*What you have to do*.
Rewrite the lines below, swapping each "marker" for "dot" and leaving everything else as it is.

★ ★ ★ ★ ★

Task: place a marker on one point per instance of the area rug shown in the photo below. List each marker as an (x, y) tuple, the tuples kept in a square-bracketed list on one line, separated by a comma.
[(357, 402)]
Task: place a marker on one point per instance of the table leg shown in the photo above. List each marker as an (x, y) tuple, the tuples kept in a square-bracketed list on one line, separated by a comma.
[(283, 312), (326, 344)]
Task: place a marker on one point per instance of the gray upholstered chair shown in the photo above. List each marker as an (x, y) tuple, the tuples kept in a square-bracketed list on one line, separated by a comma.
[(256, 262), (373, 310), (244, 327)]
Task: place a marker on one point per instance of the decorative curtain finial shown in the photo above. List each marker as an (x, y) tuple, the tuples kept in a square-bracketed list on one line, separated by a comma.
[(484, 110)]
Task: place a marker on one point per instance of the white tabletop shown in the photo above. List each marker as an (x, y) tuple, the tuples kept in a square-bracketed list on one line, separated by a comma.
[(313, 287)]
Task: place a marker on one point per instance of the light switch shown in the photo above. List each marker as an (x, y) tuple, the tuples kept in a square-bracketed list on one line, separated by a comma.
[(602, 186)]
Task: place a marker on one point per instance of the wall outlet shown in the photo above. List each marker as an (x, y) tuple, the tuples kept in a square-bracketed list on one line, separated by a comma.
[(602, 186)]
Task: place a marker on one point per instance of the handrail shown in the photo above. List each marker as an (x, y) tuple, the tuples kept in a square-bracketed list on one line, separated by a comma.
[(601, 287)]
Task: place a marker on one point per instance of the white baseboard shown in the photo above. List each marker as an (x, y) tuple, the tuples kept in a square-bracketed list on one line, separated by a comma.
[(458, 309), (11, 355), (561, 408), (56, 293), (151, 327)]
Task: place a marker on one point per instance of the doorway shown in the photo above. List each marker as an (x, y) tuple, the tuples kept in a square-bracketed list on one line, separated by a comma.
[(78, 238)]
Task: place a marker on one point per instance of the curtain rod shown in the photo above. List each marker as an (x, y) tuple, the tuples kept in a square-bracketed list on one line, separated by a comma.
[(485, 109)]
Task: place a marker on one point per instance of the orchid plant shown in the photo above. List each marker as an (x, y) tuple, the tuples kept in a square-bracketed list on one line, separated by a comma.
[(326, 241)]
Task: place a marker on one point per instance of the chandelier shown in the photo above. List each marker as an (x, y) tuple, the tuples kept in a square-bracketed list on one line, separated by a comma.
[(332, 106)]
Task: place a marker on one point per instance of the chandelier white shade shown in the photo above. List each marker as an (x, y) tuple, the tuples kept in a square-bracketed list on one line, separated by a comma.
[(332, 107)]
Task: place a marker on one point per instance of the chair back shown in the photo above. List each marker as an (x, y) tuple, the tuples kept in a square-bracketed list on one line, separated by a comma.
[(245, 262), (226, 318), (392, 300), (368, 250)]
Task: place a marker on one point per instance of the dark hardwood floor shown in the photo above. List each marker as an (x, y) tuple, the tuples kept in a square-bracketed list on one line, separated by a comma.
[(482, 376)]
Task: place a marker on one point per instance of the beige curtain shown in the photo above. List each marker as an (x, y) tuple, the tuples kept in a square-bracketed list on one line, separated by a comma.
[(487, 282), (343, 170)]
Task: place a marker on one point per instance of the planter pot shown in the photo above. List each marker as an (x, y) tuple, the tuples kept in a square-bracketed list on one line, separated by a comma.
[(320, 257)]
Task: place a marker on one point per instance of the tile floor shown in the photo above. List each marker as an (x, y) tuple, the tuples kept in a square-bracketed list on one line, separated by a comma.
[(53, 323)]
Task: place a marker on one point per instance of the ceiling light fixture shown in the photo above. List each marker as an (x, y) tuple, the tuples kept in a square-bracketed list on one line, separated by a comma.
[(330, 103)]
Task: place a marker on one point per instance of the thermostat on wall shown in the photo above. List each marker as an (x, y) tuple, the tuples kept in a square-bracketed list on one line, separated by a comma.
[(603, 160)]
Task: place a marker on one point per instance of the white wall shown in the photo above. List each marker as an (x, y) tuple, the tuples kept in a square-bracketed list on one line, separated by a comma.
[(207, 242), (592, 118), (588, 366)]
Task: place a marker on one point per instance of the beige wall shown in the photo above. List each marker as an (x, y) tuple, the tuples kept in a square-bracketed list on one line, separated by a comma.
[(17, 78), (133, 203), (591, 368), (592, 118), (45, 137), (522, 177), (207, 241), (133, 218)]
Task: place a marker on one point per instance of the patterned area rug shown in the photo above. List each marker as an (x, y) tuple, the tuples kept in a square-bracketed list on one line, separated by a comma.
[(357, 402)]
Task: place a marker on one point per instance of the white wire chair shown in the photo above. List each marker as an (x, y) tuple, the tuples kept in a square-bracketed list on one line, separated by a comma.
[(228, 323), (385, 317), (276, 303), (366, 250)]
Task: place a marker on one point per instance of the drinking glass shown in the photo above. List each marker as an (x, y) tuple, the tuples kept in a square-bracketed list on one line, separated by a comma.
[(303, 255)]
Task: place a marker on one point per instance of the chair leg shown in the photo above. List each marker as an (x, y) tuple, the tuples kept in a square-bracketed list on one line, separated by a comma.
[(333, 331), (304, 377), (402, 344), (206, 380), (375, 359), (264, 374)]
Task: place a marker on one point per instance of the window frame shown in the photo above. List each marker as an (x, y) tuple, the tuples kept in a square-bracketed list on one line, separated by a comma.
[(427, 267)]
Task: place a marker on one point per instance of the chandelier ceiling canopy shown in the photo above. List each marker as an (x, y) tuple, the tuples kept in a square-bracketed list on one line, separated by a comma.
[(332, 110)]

★ ★ ★ ★ ★

*The output*.
Task: place a dot on one point per instance of the area rug shown in the photo below. List each dot as an (x, y) tuple, the tuples kept in a square-bracketed list on one line, separated by a comma.
[(357, 402)]
Task: place a dot on one point per instance of the table leg shown in the photo above. List each dot as an (x, y) tuple, the tuples kept in a square-bracketed list on one line, separated by a comma.
[(283, 312), (326, 344)]
Task: place a dot on one point per instance of the gray upholstered chair shown in the photo above. List each dot as an (x, y) tuple, the tuples kept in a square-bracketed list on one line, separated by a comma.
[(256, 262), (373, 310), (244, 327)]
Task: place a dot on one point per instance of the decorative curtain finial shown in the photo above. List each dot as an (x, y) tuple, the tuples kept in a square-bracketed list on one line, separated by a comma.
[(484, 110)]
Task: place a dot on one point per instance of the white tabletop shown in the photo above. List each dot as an (x, y) tuple, the tuples kept in a square-bracketed list on one line, separated by a comma.
[(313, 287)]
Task: place a dot on one point per instance of the light switch shown in the photo above. List each dot as an (x, y) tuple, the tuples kept in a square-bracketed list on one line, separated by a comma.
[(602, 186)]
Task: place a dot on one point per instance of the wall outlet shown in the photo above. List each dot as an (x, y) tuple, the tuples kept in a square-bracketed list on one line, separated by a comma.
[(602, 186)]
Task: place a dot on one point per instance of the handrail shown in the photo above. List each dot as an (x, y) tuple, the tuples kept in a square-bracketed list on one line, separated by a comma.
[(601, 287)]
Task: place a dot on one point per instance of the white baseboard shown in the photo above. List each dot as an (x, y) tuple, the tuples kept in a square-bracketed list on one line, separated by a comma.
[(458, 309), (11, 355), (561, 408), (56, 293), (151, 327)]
Task: place a dot on one point per instance of the doorway shown in the photo above. List each dot as an (x, y) tuple, the tuples kept in a square-bracketed list on one line, separated by a comma.
[(78, 238)]
Task: place a dot on one point per instance of the curtain rod shown in the photo above. List each dot as an (x, y) tuple, the tuples kept in a square-bracketed list on one line, separated by a comma.
[(485, 109)]
Task: place a dot on one point per instance of the orchid plant shown in the photo above. List each dot as an (x, y) tuple, the tuples kept in a square-bracketed list on one line, separated by a comma.
[(326, 241)]
Task: place a dot on one point per instance of the chandelier shown in the photo above. List each dot as an (x, y) tuple, the tuples kept in a square-bracketed list on one line, separated by a comma.
[(332, 106)]
Task: place a dot on one point per instance of the chandelier white shade shown in the photo above. List each dot as an (x, y) tuple, the tuples kept in a square-bracketed list on one line, separated by a comma.
[(332, 107)]
Task: place a dot on one point per instance of the chair back shown in the photo above. List each dot as an (x, y) tuple, the tuples kept in a square-bracketed list on one line, separated by a comma.
[(245, 262), (226, 318), (392, 300), (368, 250)]
Task: place a dot on one point per instance of the dark hardwood floor shown in the photo above. List each dot as an (x, y) tuple, the tuples kept in a square-bracketed list on one line, separated by a comma.
[(482, 376)]
Task: place a dot on one point per instance of the beige curtain shown in the photo above. List each dot as an (x, y) tuple, the tuples kept in a square-bracketed list on one line, separated by a comma.
[(487, 282), (343, 170)]
Task: place a dot on one point per instance of the planter pot shown in the photo above. List each dot as an (x, y) tuple, the tuples kept in a square-bracketed list on one line, separated by a comma.
[(320, 257)]
Task: place a dot on one point per instance of the tile floor shown in the photo above. List each dot as an (x, y) tuple, the tuples kept in a square-bracketed list on one line, separated by a comma.
[(53, 323)]
Task: place a dot on one point per instance of the ceiling light fixture shown in the photo above. List each dot as an (x, y) tuple, the tuples kept in a square-bracketed list on one line, separated by a comma.
[(330, 103)]
Task: place a dot on one point per instance of the thermostat on wall shown in the photo above. List each dot as an (x, y) tuple, the tuples kept in a square-bracketed list on one line, separated by a comma.
[(603, 160)]
Task: place a dot on one point per instance of the white wall shown in the photo above. List each dot as an (x, y) tuple, the tuples kept in a square-bracketed list on one line, separated by a comma.
[(207, 242), (592, 118), (588, 366)]
Task: place a dot on one point per instance of the beige wall shown in the photo above. List each dot as an (x, y) tuple, the tuples kept in a square-bracketed list on one line, separated by a comma.
[(17, 78), (133, 203), (591, 368), (592, 118), (45, 137), (522, 177), (207, 241), (133, 218)]
Task: place a dot on one point per instance of the patterned area rug shown in the photo above. List each dot as an (x, y) tuple, the tuples kept in a square-bracketed list on one line, separated by a comma.
[(357, 402)]
Task: place a dot on one point per instance of the white wire chair shown in the photo above. List each dot as an (x, y) tuple, the tuples kept in a square-bracketed list on one line, separated by a comma.
[(228, 323), (385, 317), (276, 303), (366, 250)]
Task: place a dot on one point per instance of the drinking glass shown in the photo above. List each dot as an (x, y) tuple, the tuples kept in a square-bracketed list on one line, separated by a comma.
[(303, 255)]
Task: place a dot on one point per instance of the chair leg shown in the photo above. List each dot as an (x, y) tuple, the tuples kept in a square-bracketed list on one line, separated by a comma.
[(333, 331), (304, 377), (402, 344), (206, 380), (375, 359), (264, 374)]
Task: place a dot on one point per instance of the window frame shown in the photo above. List each dot as an (x, y) tuple, the tuples kept in a square-bracketed list on one line, separated by a comma.
[(427, 267)]
Task: place a dot on one point per instance of the chandelier ceiling canopy shown in the photo above. List each dot as an (x, y) tuple, the tuples kept in a square-bracketed list on one line, separated by a comma.
[(332, 110)]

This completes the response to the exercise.